— begin PROVIDED INFORMATION —

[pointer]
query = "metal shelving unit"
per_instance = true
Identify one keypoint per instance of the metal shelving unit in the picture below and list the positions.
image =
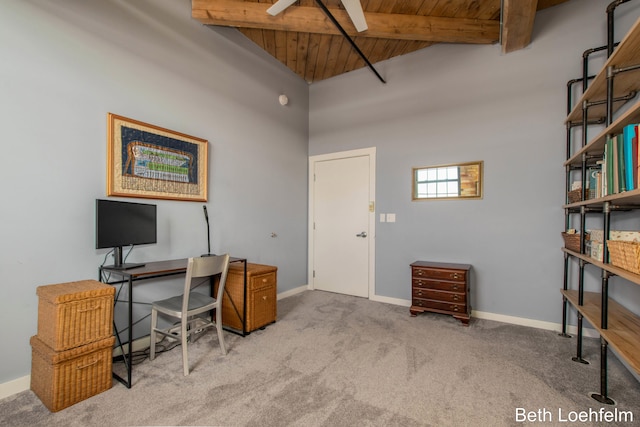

— end PROVIDED INFORMATION —

• TASK INSTRUCTIONS:
Copy every line of the records above verbatim, omitting the pictures.

• EXERCISE RESPONSE:
[pointer]
query = "metal shelving unit"
per_instance = true
Identify one keypoint per instance of the metal shelving unit in the picture below and list the positions.
image =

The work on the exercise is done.